Esta reconoce la igualdad en dignidad y diversidad cultural, que evita las lógicas meramente autorreferenciales de cada pueblo para cuidar una convivencia tanto nacional como internacional. Dicha ética también proyecta la lógica del bien común en las relaciones entre naciones. Considera que el cuidado de cada pueblo no debe estar subordinado a dinámicas de sometimiento de las periferias mundiales a un centro global. 

Por ello, la geopolítica moderna que se desarrolla desde el Renacimiento no puede ser entendida de una sola forma, esa en la que Europa se considera un imperio con respecto al Nuevo Mundo, con el objetivo de conseguir su dominación simbólica y político-cultural y su explotación. 

El jurista alemán Carl Schmitt, miembro del partido nazi, describió el nomos propio de los Estados europeos con respecto a los territorios del resto de la Tierra. En este nomos, todo no europeo aparece como un espacio vacío en un sentido social. Despojado de toda humanidad, se le considera disponible para ser propiedad de otro. 


Frente a este concepto, surge en la Escuela de Salamanca y, en el contexto más amplio de la Escuela Ibérica de la Paz y en la Escolástica Iberoamericana, otro modo de construir la interacción social ante la diversidad en el mundo. 

Puede reconocerse la contribución doctrinal de autores como Francisco Suárez a la Escuela Ibérica de la Paz. Es relevante su aportación a la construcción de una ética y una racionalidad jurídica global humanizadoras y posibilitadoras de formas de vida sociopolíticamente plurales. El estudio y recuperación de las fuentes suarecianas sobre la moralidad y eticidad humana muestra la importancia de considerar a todos los sujetos como tales para la conformación de la convivencia en el espacio público.
--------------------
• _LO QUE SE PIDE_:
A) Según el texto sobre la Escuela Ibérica de la Paz, ¿de qué partido fue miembro el jurista Carl Schmitt?
B) Continúa el texto sobre la Escuela Ibérica de la Paz a partir de su última oración.

• _LÍNEAS MOSTRADAS_:
--------------------
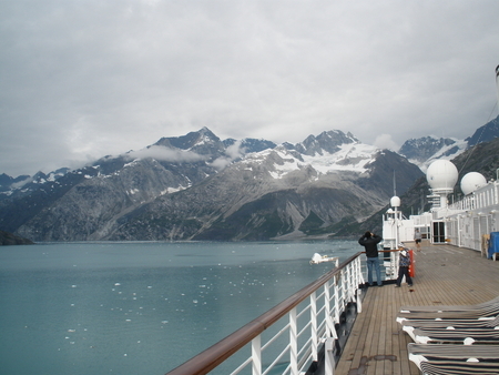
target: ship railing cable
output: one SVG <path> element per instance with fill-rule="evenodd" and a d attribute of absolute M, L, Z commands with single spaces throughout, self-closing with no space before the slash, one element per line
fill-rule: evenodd
<path fill-rule="evenodd" d="M 230 367 L 236 368 L 231 374 L 238 374 L 244 369 L 253 375 L 276 373 L 297 375 L 303 373 L 304 368 L 317 364 L 320 351 L 326 347 L 324 344 L 330 343 L 330 339 L 336 341 L 336 352 L 340 354 L 337 346 L 343 337 L 338 339 L 336 332 L 340 316 L 355 308 L 359 312 L 355 306 L 359 302 L 361 295 L 359 291 L 364 284 L 360 255 L 359 252 L 350 256 L 254 321 L 172 369 L 167 375 L 204 375 L 218 366 L 218 368 L 228 367 L 230 364 L 225 362 L 231 362 Z M 268 335 L 273 336 L 267 339 Z M 284 341 L 284 348 L 272 355 L 273 359 L 264 364 L 262 352 L 274 341 Z M 241 352 L 249 349 L 251 356 L 233 363 L 235 359 L 233 355 L 240 357 L 242 348 L 244 351 Z M 230 371 L 224 369 L 224 373 L 228 374 Z"/>

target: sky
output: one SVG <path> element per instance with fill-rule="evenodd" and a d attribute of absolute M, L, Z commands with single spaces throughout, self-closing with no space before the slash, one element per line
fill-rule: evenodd
<path fill-rule="evenodd" d="M 497 116 L 497 0 L 0 0 L 0 174 L 207 126 L 397 151 Z"/>

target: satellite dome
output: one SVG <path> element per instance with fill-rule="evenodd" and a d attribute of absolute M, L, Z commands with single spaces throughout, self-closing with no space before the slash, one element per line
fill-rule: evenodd
<path fill-rule="evenodd" d="M 471 194 L 473 191 L 485 185 L 487 185 L 487 180 L 478 172 L 469 172 L 461 179 L 461 191 L 465 195 Z"/>
<path fill-rule="evenodd" d="M 448 160 L 437 160 L 428 166 L 426 180 L 434 190 L 452 190 L 458 180 L 458 170 Z"/>
<path fill-rule="evenodd" d="M 399 207 L 400 206 L 400 199 L 398 196 L 391 196 L 390 205 L 393 207 Z"/>

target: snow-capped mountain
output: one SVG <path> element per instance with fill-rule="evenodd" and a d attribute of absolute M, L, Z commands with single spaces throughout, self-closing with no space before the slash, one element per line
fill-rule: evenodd
<path fill-rule="evenodd" d="M 0 175 L 0 230 L 34 241 L 268 240 L 334 235 L 407 191 L 434 159 L 499 135 L 408 140 L 399 153 L 338 130 L 297 144 L 203 128 L 80 170 Z M 410 162 L 409 162 L 409 161 Z"/>
<path fill-rule="evenodd" d="M 419 169 L 340 131 L 292 145 L 208 129 L 106 156 L 0 201 L 0 227 L 35 241 L 266 240 L 330 234 L 404 191 Z M 41 180 L 40 180 L 41 181 Z"/>
<path fill-rule="evenodd" d="M 490 142 L 499 136 L 499 116 L 478 128 L 466 140 L 454 138 L 422 136 L 407 140 L 398 150 L 411 163 L 426 172 L 435 160 L 452 160 L 478 143 Z"/>

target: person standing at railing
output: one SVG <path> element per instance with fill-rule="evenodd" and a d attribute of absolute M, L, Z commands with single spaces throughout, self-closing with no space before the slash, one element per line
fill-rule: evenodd
<path fill-rule="evenodd" d="M 373 267 L 376 271 L 376 281 L 378 286 L 383 286 L 381 282 L 381 268 L 379 267 L 379 257 L 378 257 L 378 243 L 380 243 L 383 239 L 374 233 L 366 232 L 358 240 L 358 243 L 366 249 L 366 257 L 367 257 L 367 282 L 370 286 L 373 286 Z"/>
<path fill-rule="evenodd" d="M 419 232 L 419 230 L 416 230 L 416 232 L 414 233 L 414 241 L 416 242 L 416 250 L 418 252 L 421 251 L 421 232 Z"/>

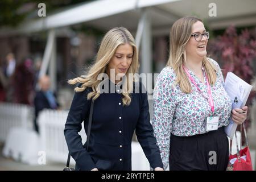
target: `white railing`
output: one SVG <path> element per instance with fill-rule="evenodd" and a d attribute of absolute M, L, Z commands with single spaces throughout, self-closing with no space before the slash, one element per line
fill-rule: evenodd
<path fill-rule="evenodd" d="M 13 127 L 33 127 L 34 108 L 23 104 L 0 103 L 0 142 L 5 142 Z"/>
<path fill-rule="evenodd" d="M 46 160 L 65 163 L 68 151 L 64 135 L 65 123 L 68 116 L 67 111 L 44 110 L 38 120 L 42 148 L 46 152 Z M 82 125 L 79 133 L 82 138 L 82 143 L 86 140 L 86 136 Z M 138 142 L 132 143 L 132 169 L 134 170 L 149 170 L 149 163 Z M 71 164 L 75 164 L 71 158 Z"/>
<path fill-rule="evenodd" d="M 65 123 L 68 111 L 44 109 L 40 113 L 38 123 L 42 148 L 45 150 L 47 160 L 65 163 L 68 157 L 68 150 L 64 135 Z M 82 124 L 82 130 L 79 133 L 84 143 L 86 135 Z M 71 160 L 71 164 L 75 164 Z"/>

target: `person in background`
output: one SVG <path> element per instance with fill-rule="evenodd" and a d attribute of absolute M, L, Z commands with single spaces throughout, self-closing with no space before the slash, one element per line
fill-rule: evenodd
<path fill-rule="evenodd" d="M 5 74 L 6 77 L 9 78 L 14 72 L 16 67 L 16 60 L 13 53 L 9 53 L 6 55 L 6 63 Z"/>
<path fill-rule="evenodd" d="M 34 99 L 35 115 L 34 120 L 35 130 L 39 132 L 39 128 L 36 119 L 38 115 L 44 109 L 57 109 L 59 104 L 57 101 L 56 94 L 51 90 L 51 81 L 48 76 L 42 76 L 39 80 L 40 90 L 36 92 Z"/>

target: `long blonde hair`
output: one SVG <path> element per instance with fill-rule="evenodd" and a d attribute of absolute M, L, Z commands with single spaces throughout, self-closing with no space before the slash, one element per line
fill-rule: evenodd
<path fill-rule="evenodd" d="M 86 88 L 91 87 L 92 92 L 88 93 L 87 99 L 91 98 L 96 100 L 100 95 L 99 84 L 102 80 L 98 80 L 98 76 L 106 72 L 106 67 L 115 52 L 119 45 L 128 43 L 133 48 L 133 56 L 131 64 L 126 73 L 126 78 L 123 79 L 122 92 L 122 102 L 123 105 L 129 105 L 131 102 L 130 93 L 133 90 L 133 82 L 134 77 L 129 77 L 129 73 L 134 74 L 138 72 L 139 69 L 138 56 L 137 48 L 134 39 L 131 33 L 124 27 L 116 27 L 109 31 L 102 39 L 99 50 L 97 54 L 95 63 L 93 64 L 87 74 L 84 76 L 69 80 L 68 82 L 70 84 L 81 83 L 81 88 L 76 87 L 76 92 L 84 91 Z"/>
<path fill-rule="evenodd" d="M 176 75 L 175 84 L 179 84 L 183 93 L 191 92 L 192 87 L 185 74 L 183 64 L 185 60 L 185 47 L 192 34 L 193 24 L 202 20 L 193 17 L 186 16 L 178 19 L 172 25 L 170 35 L 170 57 L 167 66 L 172 67 Z M 216 81 L 216 68 L 205 56 L 203 65 L 208 76 L 210 84 L 213 85 Z"/>

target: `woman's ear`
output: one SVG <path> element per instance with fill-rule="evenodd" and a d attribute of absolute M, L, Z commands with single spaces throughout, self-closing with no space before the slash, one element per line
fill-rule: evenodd
<path fill-rule="evenodd" d="M 187 62 L 187 53 L 186 53 L 186 49 L 184 48 L 183 49 L 183 56 L 184 56 L 184 60 L 185 63 Z"/>

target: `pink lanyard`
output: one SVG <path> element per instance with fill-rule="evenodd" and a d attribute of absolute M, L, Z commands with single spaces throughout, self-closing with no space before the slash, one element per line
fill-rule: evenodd
<path fill-rule="evenodd" d="M 185 72 L 186 72 L 187 75 L 189 77 L 190 80 L 191 80 L 191 81 L 195 85 L 195 86 L 196 86 L 196 88 L 197 88 L 197 90 L 200 92 L 201 92 L 201 93 L 203 94 L 203 96 L 204 96 L 204 97 L 205 97 L 204 94 L 203 93 L 203 92 L 200 90 L 199 87 L 198 87 L 197 85 L 196 84 L 196 81 L 195 81 L 194 78 L 192 78 L 191 75 L 188 72 L 188 69 L 186 67 L 185 67 L 185 66 L 184 65 L 183 65 L 183 69 L 185 71 Z M 212 93 L 210 92 L 210 84 L 209 84 L 208 76 L 207 76 L 207 73 L 206 72 L 205 72 L 205 75 L 207 77 L 207 90 L 208 92 L 208 95 L 209 95 L 209 103 L 210 104 L 210 108 L 212 109 L 212 111 L 213 113 L 214 111 L 214 105 L 213 104 L 213 101 L 212 100 Z M 208 100 L 208 98 L 207 97 L 206 97 L 206 98 L 207 100 Z"/>

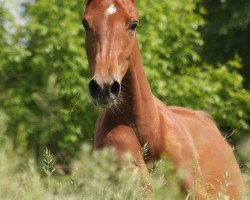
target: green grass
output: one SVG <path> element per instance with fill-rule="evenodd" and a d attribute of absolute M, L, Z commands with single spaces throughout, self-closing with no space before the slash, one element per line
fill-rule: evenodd
<path fill-rule="evenodd" d="M 243 151 L 243 150 L 242 150 Z M 113 150 L 92 153 L 89 145 L 83 145 L 73 161 L 70 174 L 59 175 L 56 157 L 46 149 L 41 164 L 21 158 L 8 140 L 0 146 L 0 199 L 30 200 L 138 200 L 148 199 L 148 190 L 129 155 L 120 168 Z M 249 171 L 245 179 L 250 183 Z M 167 177 L 167 178 L 166 178 Z M 179 177 L 180 178 L 180 177 Z M 150 172 L 149 182 L 153 199 L 185 199 L 180 192 L 179 178 L 170 162 L 159 161 Z M 189 193 L 191 195 L 192 192 Z M 250 188 L 246 198 L 250 198 Z M 218 199 L 226 200 L 220 194 Z"/>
--------------------
• _RESPUESTAS FINALES_:
A) Del partido nazi.

B)
Esto permite la construcción de un sentido distinto al reconocido por Schmitt, una justicia inclusiva, descentrada etnocéntricamente, que revela otro derecho de gentes más alineado con lo que hoy denominamos derechos humanos.

Recuperar hoy este patrimonio cultural pasa por entender el proceso histórico en el que realizan sus aportes estos pioneros jesuitas. Frente a las lógicas de conquista que generaba la sociedad global polarizada entre un centro y una periferia y que implicaba una ruptura en la fraternidad dentro del género humano, se orientaron por el criterio del bien común de la humanidad. Ello les supuso enfrentarse a la tendencia dominante en la época, y generar “espacios anticoloniales en la colonia”. 

La articulación de un convivencia equitativa exige no anular la humanidad ni las diferencias culturales de los otros. Este posicionamiento, alentado por lo que hoy denominamos la defensa de la interculturalidad como proceso de comunicación, intercambio y corresponsabilidad ante desafíos comunes, es relevante para encarar los desafíos actuales de una convivencia cosmopolita.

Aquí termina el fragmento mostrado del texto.